The records below should be written out again, exactly.

--- Start PROVIDED RECORDS ---

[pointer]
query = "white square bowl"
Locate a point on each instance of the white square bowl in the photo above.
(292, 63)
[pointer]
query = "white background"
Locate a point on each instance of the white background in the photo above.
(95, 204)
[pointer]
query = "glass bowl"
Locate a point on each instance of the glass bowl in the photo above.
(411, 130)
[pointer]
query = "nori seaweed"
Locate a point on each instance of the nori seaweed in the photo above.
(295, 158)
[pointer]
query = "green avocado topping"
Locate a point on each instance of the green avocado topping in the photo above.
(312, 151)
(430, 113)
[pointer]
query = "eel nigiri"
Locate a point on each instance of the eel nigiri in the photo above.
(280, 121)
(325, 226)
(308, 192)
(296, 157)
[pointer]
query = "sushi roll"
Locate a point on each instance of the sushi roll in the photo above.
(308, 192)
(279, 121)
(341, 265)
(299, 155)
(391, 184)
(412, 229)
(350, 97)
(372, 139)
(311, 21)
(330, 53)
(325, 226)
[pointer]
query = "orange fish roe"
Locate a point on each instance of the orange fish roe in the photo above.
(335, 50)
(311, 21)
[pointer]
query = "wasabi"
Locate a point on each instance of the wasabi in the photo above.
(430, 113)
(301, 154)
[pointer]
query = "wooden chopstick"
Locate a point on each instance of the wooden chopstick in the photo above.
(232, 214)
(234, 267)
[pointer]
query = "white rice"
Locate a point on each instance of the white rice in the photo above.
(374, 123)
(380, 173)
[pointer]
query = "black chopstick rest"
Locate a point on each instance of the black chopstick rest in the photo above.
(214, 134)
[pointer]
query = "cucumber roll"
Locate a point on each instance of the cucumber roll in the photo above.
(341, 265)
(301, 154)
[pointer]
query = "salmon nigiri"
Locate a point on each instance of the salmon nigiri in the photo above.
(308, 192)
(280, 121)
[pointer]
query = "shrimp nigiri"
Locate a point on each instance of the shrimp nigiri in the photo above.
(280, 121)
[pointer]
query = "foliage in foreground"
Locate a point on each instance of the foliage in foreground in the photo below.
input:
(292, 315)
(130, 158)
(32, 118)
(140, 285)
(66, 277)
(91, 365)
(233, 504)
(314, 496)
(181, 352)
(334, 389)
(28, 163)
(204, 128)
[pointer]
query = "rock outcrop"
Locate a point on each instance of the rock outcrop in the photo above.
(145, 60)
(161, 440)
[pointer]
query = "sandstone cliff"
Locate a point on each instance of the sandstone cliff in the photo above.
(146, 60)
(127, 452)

--- End PROVIDED RECORDS ---

■ **EXERCISE RESPONSE**
[pointer]
query = "white square bowl"
Locate a point on each instance of the white square bowl in the photo above.
(292, 63)
[pointer]
query = "white background"
Locate a point on each instance of the white background in the photo above.
(95, 204)
[pointer]
query = "glass bowl"
Locate a point on each instance of the glass bowl in the photo above.
(411, 130)
[pointer]
query = "nori seaweed"
Locate a point on each instance of the nori seaweed in the photo above.
(295, 158)
[pointer]
query = "green avocado topping"
Locate a point on each instance of the green avocado topping in the photo above.
(312, 151)
(430, 113)
[pointer]
query = "eel nigiri"
Locate a point on each instance of the eel nigiri in the photo above.
(280, 121)
(325, 226)
(308, 192)
(296, 157)
[pointer]
query = "sushi roll"
Locate a point on each instance of the sushi roll in the photo above.
(308, 192)
(279, 121)
(341, 265)
(299, 155)
(391, 184)
(412, 229)
(350, 97)
(372, 139)
(311, 21)
(330, 53)
(325, 226)
[pointer]
query = "orange fish roe"
Locate a point on each instance of the orange fish roe in the photo above.
(335, 50)
(311, 21)
[pointer]
query = "wasabi"
Locate a point on each instance of the wasabi in the photo above.
(430, 113)
(301, 154)
[pointer]
query = "wooden chopstick"
Locate a point on each instance of the wooden chopstick in the photo above.
(232, 214)
(234, 267)
[pointer]
query = "white rice"
Locate a point on each instance of the white rice in the photo above.
(374, 123)
(380, 173)
[pointer]
query = "black chopstick rest"
Locate a point on each instance of the black chopstick rest in the photo above.
(214, 134)
[pointer]
query = "cucumber roll"
Locate a point on each instance of the cucumber roll in the photo above.
(341, 265)
(301, 154)
[pointer]
query = "salmon nigiri"
Locate a point on each instance of the salmon nigiri in the photo above.
(308, 192)
(280, 121)
[pointer]
query = "shrimp nigiri"
Locate a point on each instance of the shrimp nigiri in the photo above.
(280, 121)
[pointer]
query = "foliage in foreground"
Locate a point on each instance of the foliage in foreground in the photo below.
input:
(292, 315)
(130, 158)
(32, 118)
(140, 285)
(66, 277)
(91, 365)
(233, 504)
(314, 496)
(181, 352)
(334, 389)
(28, 163)
(204, 128)
[pointer]
query = "rock outcrop"
Locate a point on each instance of the rock outcrop in the photo above.
(145, 60)
(161, 440)
[pointer]
query = "sandstone cliff"
Locate a point on each instance of the sandstone cliff in the photo above.
(146, 60)
(127, 452)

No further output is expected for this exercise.